● **PROVIDED PASSAGE**
"""
Addie liked these blue, sparkly dots that we had in our craft drawer, so we started by putting those on the tips of the snowflakes. At 2 years old, she assumes that everyone will like it if it sparkles. I’m not going to argue with her.

Instead of utilizing the sparkly dots that we fished out of our craft bins, Addie wanted to use glitter. Hey, I’m all for improvising! So I lined up the snowflake sticks and we squeezed glue, in various patterns, on each snowflake. We left the middle one, with the sparkly dots, as our “sparkly dot snowflake,” as Addie liked to call it.

Addie picked out 4 different colors of glitter and for the next few minutes it was all about shaking them!

This is what it looked like once we had given them a good coat of glitter. We let the glue dry for about 5 minutes (we used thin lines of glue). Drying time will take longer for thicker lines or dots of glue.

This is where you really want your child to customize each snowflake to the individual that will be receiving it. We gave a group of 5 snowflakes to Addie’s teachers. She attends a Montessori school so we chose words inspired by that teaching philosophy. I would recommend that your child sign and date the back of the snowflake stick since this will be a wonderful keepsake for any lucky recipient!
"""
● **GIVEN INSTRUCTION 1**
Reproduce the part of the snowflake craft text starting at "This is what" and ending at "dots of glue.".
● **GIVEN INSTRUCTION 2**
Answer these questions using the snowflake craft text:
(a) How many colors of glitter did Addie pick out?
(b) About how long was the glue left to dry?
(c) How many snowflakes went to Addie's teachers?
● **GIVEN INSTRUCTION 3**
Write what comes next in the snowflake craft text, beginning right after its last sentence.

● **GIVEN INFORMATION**
"""
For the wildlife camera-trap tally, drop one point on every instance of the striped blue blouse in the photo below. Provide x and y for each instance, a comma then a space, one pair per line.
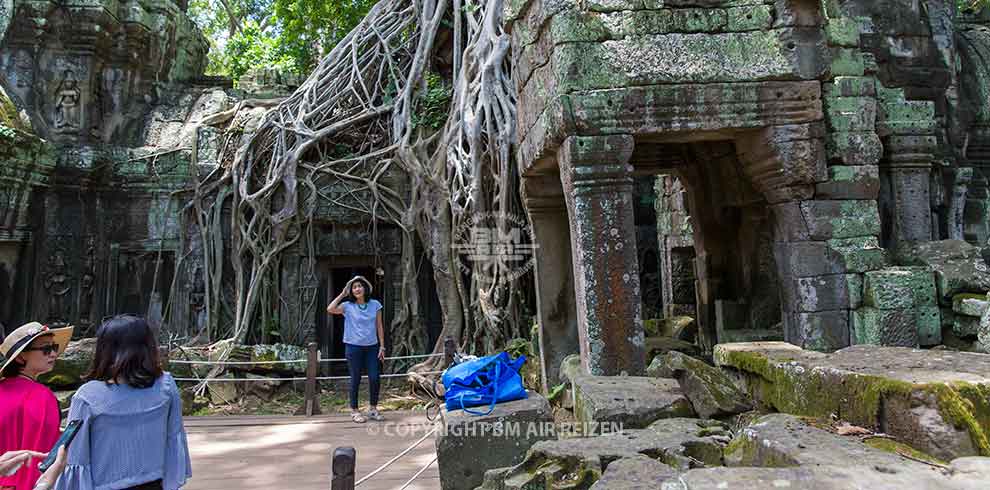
"""
● **EXERCISE RESPONSE 1**
This is what it looked like once we had given them a good coat of glitter. We let the glue dry for about 5 minutes (we used thin lines of glue). Drying time will take longer for thicker lines or dots of glue.

● **EXERCISE RESPONSE 2**
(a) 4
(b) About 5 minutes
(c) 5

● **EXERCISE RESPONSE 3**
This is how Addie’s group of 5 snowflakes turned out. Pretty! The words that we used were; nature, beauty, peace, love and learning.

Optional: Write a nice note on the piece of painted wood to accompany your snowflake(s).

Addie left her collage of Snowflake Sentiments in the teacher’s lounge at her school. What a wonderful surprise it’s going to be for them!

Addie had a lot of fun with this project! I love how this project encourages your child to think about the people in their life that impact them positively. It naturally guides them to choosing simple words or phrases to express their appreciation.

Have fun with your Snowflake Sentiments!